• [Requirement]:
Write a continuation of the following passage about opposition to replacing Britain's Trident nuclear weapons system, starting after its final sentence.

--- Extract provided ---

But Prime Minister Tony Blair has a fight on his hands to push through the measures, faced with a groundswell of opposition from within his governing Labour party and a reinvigorated Campaign for Nuclear Disarmament (CND).
By Saturday evening, more than 3,600 people had signed an online petition on Blair's own own website urging him to “champion the Nuclear Non-Proliferation Treaty, by not replacing the Trident nuclear weapons system”.
That follows a series of polls for CND suggesting a majority of Britons are against replacing Trident and want any decision to be made by parliament alone amid fears the government will simply try to rubber-stamp the plans.
A parliamentary vote is due in the new year, but the vote is likely to be “whipped” — where lawmakers are told to toe the party line rather than follow their consciences in a free vote.
Between now and then, CND, whose push for unilateral nuclear disarmament at the height of the Cold War in the 1980s was also Labour party policy, promises to lead the public debate.
CND's chairwoman Kate Hudson told AFP their 32,000-strong membership has been bolstered by an extra 1,000 in recent months, directly over concern about Trident.
“What's really remarkable is how the debate has developed and many people who thought nuclear weapons were necessary during the Cold War now think they're not,” she said.
“There's been a big shift in public and political opinion.”
CND's fight begins soon after the government's plans are published on Monday morning, with the delivery of its alternative proposals to Blair's Downing Street office in central London.
His administration has had early warnings of the strength of feeling.

--- Data lines ---

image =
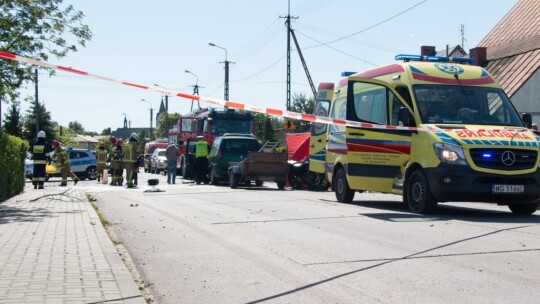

---

• [Solved problem]:
Scrapping Trident was one of the issues at a march involving tens of thousands of people in Manchester, northwest England, before Labour's annual conference in September.
At the conference itself, there was outrage among Labour left-wingers and trade unionists and claims the party hierarchy was trying to gag opponents by refusing to allow grassroots delegates to discuss Trident at all.
On October 1, protesters began a year-long peaceful blockade of the Royal Navy's nuclear submarine base in Faslane, western Scotland, where a peace camp has been based since 1982.
And just last week, protesters blockaded the country's main atomic weapons base accusing Blair of hypocrisy for opposing the nuclear ambitions of countries like Iran while pushing Britain's own.
Blair and the man tipped to succeed him before September next year, finance minister Gordon Brown, favour replacing Trident, with the government line that a nuclear deterrent is a key “insurance policy” in an uncertain world.
Campaigners reject that assertion, arguing instead that Britain should take the lead on nuclear disarmament to prevent proliferation in states like North Korea and Iran.
The estimated 25 billion pounds (37 billion euros, 46 billion dollars) it could cost to replace Trident could instead be channelled into health and social care programmes as well as the fight against global warming, they argue.
The missiles, which are due to become obsolete in the mid-2020s, are carried on four Royal Navy Vanguard class submarines, one of which is always on patrol.
There are signs, though, that Blair is aware of the potential backlash and he could concede some ground.
Saturday's Financial Times said the prime minister would indicate that the number of submarines and 200 or so stockpiled warheads could be cut in the future, to reduce the potential replacement costs.